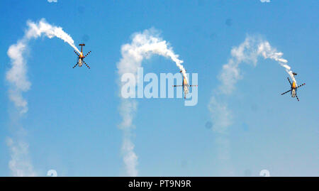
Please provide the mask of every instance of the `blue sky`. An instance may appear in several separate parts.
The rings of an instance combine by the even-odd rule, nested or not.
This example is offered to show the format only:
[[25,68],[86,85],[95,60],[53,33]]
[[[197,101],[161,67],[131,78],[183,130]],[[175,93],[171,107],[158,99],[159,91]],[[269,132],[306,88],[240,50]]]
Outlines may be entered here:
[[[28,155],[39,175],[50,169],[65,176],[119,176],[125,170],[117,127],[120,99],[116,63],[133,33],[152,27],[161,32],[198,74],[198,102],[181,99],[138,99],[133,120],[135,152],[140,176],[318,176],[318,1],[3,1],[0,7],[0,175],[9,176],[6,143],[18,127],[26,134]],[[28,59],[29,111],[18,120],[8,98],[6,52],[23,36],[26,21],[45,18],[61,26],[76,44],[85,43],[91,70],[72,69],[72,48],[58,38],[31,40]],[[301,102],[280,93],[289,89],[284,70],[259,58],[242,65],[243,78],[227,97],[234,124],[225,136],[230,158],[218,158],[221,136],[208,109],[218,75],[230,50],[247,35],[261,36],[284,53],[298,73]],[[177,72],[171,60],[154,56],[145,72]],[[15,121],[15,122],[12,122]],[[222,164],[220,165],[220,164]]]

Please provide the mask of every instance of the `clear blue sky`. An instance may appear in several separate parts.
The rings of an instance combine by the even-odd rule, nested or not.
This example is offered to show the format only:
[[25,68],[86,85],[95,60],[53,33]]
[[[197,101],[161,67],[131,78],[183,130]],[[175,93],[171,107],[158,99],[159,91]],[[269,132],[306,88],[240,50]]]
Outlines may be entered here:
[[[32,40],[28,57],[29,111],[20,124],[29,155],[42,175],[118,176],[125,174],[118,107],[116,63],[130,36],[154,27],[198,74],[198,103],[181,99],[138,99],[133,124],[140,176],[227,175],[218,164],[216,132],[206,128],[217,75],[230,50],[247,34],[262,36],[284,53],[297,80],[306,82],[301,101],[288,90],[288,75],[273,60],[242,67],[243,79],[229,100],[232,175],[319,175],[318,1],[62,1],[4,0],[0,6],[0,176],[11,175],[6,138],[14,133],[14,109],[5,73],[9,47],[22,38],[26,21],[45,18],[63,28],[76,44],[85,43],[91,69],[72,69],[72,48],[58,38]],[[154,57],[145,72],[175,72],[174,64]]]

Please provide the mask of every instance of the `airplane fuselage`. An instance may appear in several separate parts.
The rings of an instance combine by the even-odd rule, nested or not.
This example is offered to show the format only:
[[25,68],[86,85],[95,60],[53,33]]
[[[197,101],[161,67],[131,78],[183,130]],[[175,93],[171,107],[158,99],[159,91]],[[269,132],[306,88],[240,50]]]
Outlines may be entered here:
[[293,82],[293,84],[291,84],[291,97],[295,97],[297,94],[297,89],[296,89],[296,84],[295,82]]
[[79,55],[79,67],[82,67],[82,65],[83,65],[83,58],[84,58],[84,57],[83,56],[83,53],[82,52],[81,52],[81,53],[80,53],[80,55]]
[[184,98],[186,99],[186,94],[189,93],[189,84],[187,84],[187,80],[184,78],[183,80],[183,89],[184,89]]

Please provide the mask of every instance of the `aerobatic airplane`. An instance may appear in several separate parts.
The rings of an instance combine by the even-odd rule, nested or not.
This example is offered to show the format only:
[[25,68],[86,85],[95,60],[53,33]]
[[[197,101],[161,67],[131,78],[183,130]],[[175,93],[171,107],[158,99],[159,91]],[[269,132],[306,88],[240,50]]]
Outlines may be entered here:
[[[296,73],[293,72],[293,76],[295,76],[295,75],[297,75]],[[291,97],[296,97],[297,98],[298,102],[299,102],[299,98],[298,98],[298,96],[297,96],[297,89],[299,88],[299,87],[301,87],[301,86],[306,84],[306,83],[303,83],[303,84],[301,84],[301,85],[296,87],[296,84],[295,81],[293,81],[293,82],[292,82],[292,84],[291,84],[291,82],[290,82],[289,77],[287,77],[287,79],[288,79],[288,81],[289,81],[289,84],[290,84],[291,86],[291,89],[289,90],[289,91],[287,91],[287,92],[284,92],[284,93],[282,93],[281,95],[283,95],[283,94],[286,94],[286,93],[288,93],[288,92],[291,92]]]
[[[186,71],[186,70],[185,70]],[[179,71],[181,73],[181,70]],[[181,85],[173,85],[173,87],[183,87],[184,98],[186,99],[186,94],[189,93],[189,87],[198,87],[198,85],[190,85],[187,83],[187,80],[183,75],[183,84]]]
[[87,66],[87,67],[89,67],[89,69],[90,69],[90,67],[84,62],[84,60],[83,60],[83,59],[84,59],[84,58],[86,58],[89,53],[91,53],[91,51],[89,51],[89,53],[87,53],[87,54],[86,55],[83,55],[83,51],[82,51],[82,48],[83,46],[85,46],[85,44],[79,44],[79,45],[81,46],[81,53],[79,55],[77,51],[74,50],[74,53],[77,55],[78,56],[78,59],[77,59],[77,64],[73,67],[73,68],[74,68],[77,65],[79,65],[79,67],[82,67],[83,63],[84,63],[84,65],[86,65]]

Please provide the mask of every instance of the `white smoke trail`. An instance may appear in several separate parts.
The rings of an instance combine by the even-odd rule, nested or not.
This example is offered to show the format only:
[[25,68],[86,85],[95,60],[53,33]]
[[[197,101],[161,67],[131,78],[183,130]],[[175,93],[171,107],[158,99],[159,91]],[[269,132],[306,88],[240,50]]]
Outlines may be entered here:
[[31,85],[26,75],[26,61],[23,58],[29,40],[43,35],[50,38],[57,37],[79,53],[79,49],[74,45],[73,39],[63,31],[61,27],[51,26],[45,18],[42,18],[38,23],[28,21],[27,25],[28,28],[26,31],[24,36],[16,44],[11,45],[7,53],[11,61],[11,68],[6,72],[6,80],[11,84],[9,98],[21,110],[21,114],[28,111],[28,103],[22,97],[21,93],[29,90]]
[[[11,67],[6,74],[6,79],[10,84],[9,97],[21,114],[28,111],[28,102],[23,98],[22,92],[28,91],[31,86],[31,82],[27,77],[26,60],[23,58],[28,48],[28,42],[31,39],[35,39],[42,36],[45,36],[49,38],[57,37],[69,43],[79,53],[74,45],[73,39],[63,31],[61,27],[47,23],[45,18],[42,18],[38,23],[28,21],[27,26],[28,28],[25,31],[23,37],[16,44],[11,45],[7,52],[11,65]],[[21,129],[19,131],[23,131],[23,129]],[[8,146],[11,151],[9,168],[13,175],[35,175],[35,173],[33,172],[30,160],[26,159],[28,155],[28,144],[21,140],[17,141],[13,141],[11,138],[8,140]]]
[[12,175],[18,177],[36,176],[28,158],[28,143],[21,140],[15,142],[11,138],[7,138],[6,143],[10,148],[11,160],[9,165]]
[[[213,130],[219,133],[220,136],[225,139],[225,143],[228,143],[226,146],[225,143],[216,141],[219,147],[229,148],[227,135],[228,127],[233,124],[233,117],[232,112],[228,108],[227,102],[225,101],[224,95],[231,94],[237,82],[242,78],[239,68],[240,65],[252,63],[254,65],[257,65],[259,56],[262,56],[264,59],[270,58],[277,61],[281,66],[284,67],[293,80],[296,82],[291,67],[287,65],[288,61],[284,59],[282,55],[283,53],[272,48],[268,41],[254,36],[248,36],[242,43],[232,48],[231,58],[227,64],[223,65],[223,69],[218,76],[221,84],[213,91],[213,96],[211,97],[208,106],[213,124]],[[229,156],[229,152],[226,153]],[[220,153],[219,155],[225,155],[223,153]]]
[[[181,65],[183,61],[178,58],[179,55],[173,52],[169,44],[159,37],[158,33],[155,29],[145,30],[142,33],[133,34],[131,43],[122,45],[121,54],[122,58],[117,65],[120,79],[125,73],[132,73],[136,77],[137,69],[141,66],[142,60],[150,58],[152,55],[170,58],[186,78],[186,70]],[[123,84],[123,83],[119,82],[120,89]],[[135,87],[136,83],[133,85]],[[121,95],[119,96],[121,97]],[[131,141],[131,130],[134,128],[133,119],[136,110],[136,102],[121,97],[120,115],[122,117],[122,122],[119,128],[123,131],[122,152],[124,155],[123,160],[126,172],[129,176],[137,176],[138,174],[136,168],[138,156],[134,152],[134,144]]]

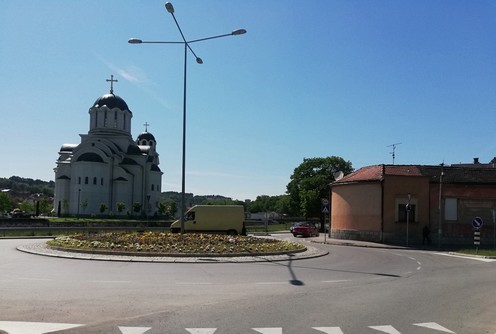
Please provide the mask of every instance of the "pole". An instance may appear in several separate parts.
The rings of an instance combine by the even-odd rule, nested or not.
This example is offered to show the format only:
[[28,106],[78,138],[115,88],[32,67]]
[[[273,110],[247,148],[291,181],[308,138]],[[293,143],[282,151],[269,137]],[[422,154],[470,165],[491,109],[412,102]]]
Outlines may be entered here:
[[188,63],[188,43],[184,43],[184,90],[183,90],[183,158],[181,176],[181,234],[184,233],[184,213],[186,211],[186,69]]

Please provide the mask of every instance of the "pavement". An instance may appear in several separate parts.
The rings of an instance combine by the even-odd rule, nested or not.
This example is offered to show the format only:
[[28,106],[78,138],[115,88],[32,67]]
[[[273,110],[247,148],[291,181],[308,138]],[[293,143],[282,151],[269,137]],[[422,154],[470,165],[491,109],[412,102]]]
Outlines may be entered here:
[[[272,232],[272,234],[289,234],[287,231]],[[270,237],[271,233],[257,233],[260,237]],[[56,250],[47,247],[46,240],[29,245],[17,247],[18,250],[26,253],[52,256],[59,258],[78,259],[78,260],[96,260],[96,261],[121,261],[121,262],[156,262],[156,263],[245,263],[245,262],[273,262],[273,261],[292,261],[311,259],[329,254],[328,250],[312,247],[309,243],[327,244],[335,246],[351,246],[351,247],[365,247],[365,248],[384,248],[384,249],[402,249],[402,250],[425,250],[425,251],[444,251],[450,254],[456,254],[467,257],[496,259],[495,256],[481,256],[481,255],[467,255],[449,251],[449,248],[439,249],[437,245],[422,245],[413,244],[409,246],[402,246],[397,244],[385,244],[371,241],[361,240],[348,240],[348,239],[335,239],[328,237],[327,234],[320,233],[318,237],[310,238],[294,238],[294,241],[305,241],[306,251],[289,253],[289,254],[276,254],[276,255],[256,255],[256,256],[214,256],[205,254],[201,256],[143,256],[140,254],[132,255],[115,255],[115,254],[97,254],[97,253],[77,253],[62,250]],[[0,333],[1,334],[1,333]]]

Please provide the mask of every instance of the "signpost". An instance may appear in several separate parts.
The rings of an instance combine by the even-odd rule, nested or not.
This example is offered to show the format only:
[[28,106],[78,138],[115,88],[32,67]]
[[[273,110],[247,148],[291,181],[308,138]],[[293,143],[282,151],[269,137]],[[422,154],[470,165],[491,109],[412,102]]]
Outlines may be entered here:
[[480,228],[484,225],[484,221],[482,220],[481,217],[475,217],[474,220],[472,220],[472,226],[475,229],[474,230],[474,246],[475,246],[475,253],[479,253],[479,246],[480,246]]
...
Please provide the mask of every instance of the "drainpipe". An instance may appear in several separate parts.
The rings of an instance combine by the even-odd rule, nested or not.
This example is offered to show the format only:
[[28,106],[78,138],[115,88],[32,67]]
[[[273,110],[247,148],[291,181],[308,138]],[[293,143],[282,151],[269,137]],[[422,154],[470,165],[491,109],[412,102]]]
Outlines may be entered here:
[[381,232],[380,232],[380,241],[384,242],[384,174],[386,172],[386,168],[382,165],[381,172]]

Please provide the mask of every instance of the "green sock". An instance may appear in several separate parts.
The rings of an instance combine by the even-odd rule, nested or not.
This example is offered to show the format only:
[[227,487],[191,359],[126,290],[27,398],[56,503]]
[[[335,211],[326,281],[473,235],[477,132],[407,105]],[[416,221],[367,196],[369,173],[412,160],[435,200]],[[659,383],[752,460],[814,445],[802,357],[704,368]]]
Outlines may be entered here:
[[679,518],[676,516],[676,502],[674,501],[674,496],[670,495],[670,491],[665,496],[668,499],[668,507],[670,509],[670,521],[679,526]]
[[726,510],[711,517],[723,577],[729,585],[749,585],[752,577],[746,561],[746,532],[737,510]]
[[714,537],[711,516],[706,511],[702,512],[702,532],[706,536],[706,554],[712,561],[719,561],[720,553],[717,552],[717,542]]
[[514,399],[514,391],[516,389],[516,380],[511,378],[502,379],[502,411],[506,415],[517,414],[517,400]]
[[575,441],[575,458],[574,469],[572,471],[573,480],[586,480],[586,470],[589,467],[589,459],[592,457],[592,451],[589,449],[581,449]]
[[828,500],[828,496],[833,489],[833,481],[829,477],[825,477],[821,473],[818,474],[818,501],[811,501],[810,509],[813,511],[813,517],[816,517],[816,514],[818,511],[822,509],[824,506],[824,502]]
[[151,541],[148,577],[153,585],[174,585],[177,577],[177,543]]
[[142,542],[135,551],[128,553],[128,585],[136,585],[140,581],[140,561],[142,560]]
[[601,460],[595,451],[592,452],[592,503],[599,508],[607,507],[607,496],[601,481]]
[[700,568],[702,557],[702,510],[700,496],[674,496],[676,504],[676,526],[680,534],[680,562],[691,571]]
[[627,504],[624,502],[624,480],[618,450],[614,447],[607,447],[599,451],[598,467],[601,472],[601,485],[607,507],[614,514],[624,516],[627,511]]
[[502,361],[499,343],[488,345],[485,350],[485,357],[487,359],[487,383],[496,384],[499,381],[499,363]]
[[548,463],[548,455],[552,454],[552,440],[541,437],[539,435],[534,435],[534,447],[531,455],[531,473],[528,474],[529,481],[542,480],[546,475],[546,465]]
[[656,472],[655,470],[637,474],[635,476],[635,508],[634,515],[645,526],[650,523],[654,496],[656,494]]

→ Set exercise: From the records, pick out every line that contains the word "blue" and copy each one, treating uppercase and lowercase as different.

→ Solution:
Please provide the mask of every instance of the `blue sky`. An instance may appear in several separate parts.
Please provide the mask of every instance of the `clear blue sky`. An instance may appear in several separate parts.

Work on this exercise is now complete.